-- Begin Records for this task --

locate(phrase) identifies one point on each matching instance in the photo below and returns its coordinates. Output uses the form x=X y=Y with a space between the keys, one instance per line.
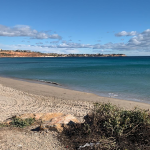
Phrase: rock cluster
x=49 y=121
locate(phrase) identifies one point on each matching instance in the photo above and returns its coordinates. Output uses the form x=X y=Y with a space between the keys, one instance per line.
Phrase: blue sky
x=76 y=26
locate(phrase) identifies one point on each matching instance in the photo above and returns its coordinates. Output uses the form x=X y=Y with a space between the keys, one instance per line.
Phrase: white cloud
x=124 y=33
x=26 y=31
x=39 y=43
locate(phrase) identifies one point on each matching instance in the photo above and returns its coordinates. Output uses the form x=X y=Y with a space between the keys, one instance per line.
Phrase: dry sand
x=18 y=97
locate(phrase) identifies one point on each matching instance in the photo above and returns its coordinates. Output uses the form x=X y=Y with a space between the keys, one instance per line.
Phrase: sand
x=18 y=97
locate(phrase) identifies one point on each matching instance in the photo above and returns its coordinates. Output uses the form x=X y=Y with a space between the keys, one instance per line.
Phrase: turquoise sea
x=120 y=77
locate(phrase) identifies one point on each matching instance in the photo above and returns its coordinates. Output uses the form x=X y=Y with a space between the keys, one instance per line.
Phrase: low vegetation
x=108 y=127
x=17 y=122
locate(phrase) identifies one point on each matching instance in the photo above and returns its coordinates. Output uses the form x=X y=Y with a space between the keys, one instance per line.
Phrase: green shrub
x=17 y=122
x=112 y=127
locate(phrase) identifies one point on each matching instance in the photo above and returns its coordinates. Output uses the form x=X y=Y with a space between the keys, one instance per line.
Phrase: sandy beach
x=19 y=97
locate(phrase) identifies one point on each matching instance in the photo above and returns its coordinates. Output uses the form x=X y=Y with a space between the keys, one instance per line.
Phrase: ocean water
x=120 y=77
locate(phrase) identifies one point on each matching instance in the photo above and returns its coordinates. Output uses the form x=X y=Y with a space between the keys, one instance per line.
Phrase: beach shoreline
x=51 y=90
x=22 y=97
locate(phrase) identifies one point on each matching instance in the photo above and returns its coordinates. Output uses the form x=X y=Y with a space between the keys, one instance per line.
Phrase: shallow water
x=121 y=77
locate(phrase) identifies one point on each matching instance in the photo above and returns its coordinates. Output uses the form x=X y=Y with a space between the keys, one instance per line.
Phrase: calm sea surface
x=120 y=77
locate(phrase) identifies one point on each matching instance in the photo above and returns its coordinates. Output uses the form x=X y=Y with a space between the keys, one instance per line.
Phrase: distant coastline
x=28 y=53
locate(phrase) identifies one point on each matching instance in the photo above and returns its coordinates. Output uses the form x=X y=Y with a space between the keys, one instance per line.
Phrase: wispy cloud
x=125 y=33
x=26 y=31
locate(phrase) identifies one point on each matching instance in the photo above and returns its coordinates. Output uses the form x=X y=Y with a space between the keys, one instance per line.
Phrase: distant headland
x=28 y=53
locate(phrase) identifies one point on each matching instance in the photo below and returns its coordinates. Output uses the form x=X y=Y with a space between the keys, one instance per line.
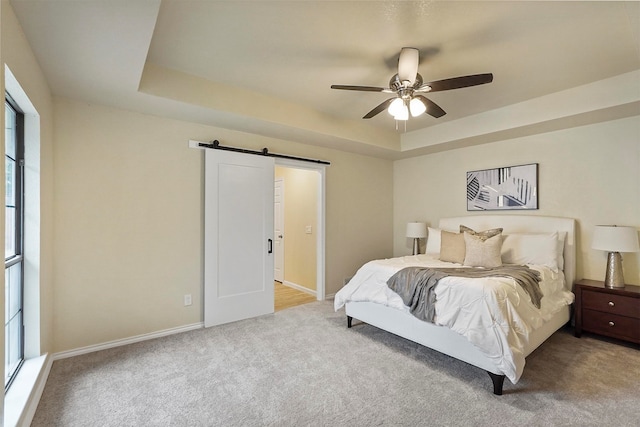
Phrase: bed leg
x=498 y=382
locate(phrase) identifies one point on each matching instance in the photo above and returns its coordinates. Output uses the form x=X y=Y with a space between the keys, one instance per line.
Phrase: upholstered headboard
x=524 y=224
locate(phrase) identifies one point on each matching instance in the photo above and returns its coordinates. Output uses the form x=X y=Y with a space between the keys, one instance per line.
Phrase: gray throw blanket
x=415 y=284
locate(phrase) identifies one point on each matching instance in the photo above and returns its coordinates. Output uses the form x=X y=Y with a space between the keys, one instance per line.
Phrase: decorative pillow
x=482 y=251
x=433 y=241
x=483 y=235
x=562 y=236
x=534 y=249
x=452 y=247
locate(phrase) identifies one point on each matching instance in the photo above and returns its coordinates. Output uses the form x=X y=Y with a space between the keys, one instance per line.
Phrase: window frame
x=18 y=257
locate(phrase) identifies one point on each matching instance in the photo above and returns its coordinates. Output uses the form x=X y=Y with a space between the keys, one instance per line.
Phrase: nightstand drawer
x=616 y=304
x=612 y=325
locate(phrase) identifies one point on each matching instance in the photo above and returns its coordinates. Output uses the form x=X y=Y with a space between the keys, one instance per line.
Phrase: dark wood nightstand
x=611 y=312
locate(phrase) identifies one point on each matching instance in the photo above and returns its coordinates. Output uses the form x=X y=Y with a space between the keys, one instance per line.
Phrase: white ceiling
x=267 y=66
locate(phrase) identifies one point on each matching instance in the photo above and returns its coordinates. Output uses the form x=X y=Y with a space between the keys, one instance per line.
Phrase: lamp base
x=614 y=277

-- End Records for this task --

*Aim*:
Pictures don't belong in the copy. Restate all the entries exactly.

*Solved exercise*:
locate(phrase) identifies one point on each matching instance in the photo below and returns its coordinates. Output uses the form x=X y=Y with a space between the keys, one instance per line.
Phrase: rock cluster
x=49 y=121
locate(phrase) identifies one point on each matching instance in the photo above and returns its coordinates. Output uses the form x=X y=Y with a space between the keys, one instance per line.
Phrase: blue sky
x=76 y=26
locate(phrase) identifies one point on each matching instance in the photo above and returns its coordinates. Output uses the form x=X y=Y with a space between the keys, one instance per line.
Phrase: white cloud
x=124 y=33
x=26 y=31
x=39 y=43
locate(phrase) identifies one point on each matching instance in the photo above and returns its coordinates. Output uses the form x=X y=Y with a space between the keys, one instance per line.
Phrase: dry sand
x=18 y=97
locate(phrase) identifies one point on each matching instance in the photo above and returns its coordinates. Output uses the form x=X y=Y with a space between the keys, one instance per line.
Phrase: sand
x=18 y=97
locate(phrase) identifies one point on each matching instance in the photo above and returns its coordinates. Output uses the form x=X y=Y with a space between the keys, one instance per line.
Phrase: turquoise sea
x=120 y=77
locate(phrase) identifies one point on each matching instance in the photo above and returns its coordinates. Output uses the form x=X y=Y with a space between the keys, one instance per line.
Phrase: low vegetation
x=108 y=127
x=17 y=122
locate(phrase) identifies one point on each matching instance in the photo above and returns its coordinates. Output uses the form x=X y=Y with a space between the keys, one instance per line.
Phrase: green shrub
x=17 y=122
x=112 y=127
locate(phrase) identifies one point on each matching instance in the photo above and returns its coordinates. Output uses the form x=X y=Y with a space between the keys, one instance per line.
Phrase: sandy beach
x=19 y=97
locate(phrase) identifies one point on each matching instance in the photo above and returns its coordinates. Output uses the form x=X y=Y with a space between the keys, one instance per line.
Phrase: ocean water
x=120 y=77
locate(phrase) identifies one point on each matching instance in the photo above and returns its coordinates. Output uses the form x=X y=Y with a space between the keys, one instance per line.
Phrase: beach shoreline
x=51 y=90
x=22 y=97
locate(phrase) identifies one point on each matching instance in the photo above and returns its coordinates. Output uses the form x=X y=Y with a space between the keys, one instance per line.
Phrase: shallow water
x=121 y=77
locate(phrase) identifies one point on each matching instance in the photo above and returns its coordinates. Output uses the form x=X y=Y with a space between the keys, one instance per line.
Phrase: calm sea surface
x=120 y=77
locate(phrase) identifies one point on each matching instance in the photo above and returns its coordinates. Output uses the form x=X y=Y with a space between the keys, one instance per line.
Phrase: distant coastline
x=28 y=53
locate(phrase) identifies one point on each matching instance in the photo above and returns its coordinates. Output uses the form x=X y=Y with a space between the keys, one instance per line.
Phrase: wispy cloud
x=125 y=33
x=26 y=31
locate(phrase) identifies one point on each matching instance in the photo above and returns its coordinates. Output uses the form x=X y=Y with a space between the keys, one instance per line.
Phrase: distant headland
x=28 y=53
locate(phrase) identifies one point on each matching instance in the photo below and returns its coordinates. Output uses the form x=X y=Y with a space between the keys, one instance per line.
Phrase: bed leg
x=498 y=382
locate(phrase) identifies one point on each matching instance in the photo above and returns its coordinates. Output uses the form x=X y=Y with a space between the keys, one instance per line.
Phrase: upholstered headboard
x=524 y=224
locate(phrase) identifies one point on each matching instance in the photo above and returns its coordinates. Output uses the form x=X y=Y with a space between the keys, one instance per line.
Phrase: gray throw blanket
x=415 y=284
locate(phrase) identifies one point on each matching instance in the photo above and returns its coordinates. Output uses the form x=X y=Y with a space between the keys, one instance per line.
Phrase: decorative pillow
x=482 y=251
x=433 y=241
x=483 y=235
x=562 y=236
x=534 y=249
x=452 y=247
locate(phrase) identifies one point on each matching instance in the photo above and returns its coordinates. Output uses the form x=X y=Y with a space between the keys, one instance per line.
Phrase: window frame
x=18 y=257
locate(phrase) identifies one point on each matching instance in the photo above and returns its coordinates. Output uses the form x=X y=Y with a space between the keys, one instance per line.
Phrase: nightstand drawer
x=616 y=304
x=612 y=325
locate(phrase) identifies one point on each matching instance in the photo above and returns its coordinates. Output uses the form x=X y=Y with a space between the keys, one instance per line.
Phrase: dark wood nightstand
x=611 y=312
locate(phrase) identifies one point on each matching instance in the photo above and returns its coordinates. Output uses the form x=X y=Y with a space between the keys, one instance per line.
Phrase: white ceiling
x=267 y=66
locate(phrase) identifies one point on each matching instance in the photo above and returns its coordinates. Output uses the form x=X y=Y with a space between the keys, one instance per line.
Phrase: lamp base
x=614 y=277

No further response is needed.